◆ To do:
Rewrite the data below, changing every "instance" to "match" and leaving everything else untouched.

◆ Supplied data:
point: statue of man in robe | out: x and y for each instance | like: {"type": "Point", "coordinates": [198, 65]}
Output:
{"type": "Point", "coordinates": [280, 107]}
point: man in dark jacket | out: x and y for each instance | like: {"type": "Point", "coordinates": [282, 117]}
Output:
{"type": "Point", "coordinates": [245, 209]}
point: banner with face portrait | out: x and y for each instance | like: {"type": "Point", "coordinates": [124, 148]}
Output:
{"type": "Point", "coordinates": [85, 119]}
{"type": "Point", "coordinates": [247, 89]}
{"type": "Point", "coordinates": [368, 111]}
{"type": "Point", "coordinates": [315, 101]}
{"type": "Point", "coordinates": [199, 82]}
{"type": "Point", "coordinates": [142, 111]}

◆ Right answer:
point: statue of man in robe | out: x and y for each match | like: {"type": "Point", "coordinates": [198, 65]}
Output:
{"type": "Point", "coordinates": [280, 107]}
point: man in dark jacket | out: x and y for each match | like: {"type": "Point", "coordinates": [282, 117]}
Output:
{"type": "Point", "coordinates": [245, 209]}
point: banner with face portrait | out: x and y for each match | like: {"type": "Point", "coordinates": [124, 148]}
Output:
{"type": "Point", "coordinates": [85, 119]}
{"type": "Point", "coordinates": [247, 89]}
{"type": "Point", "coordinates": [368, 111]}
{"type": "Point", "coordinates": [315, 101]}
{"type": "Point", "coordinates": [199, 82]}
{"type": "Point", "coordinates": [142, 111]}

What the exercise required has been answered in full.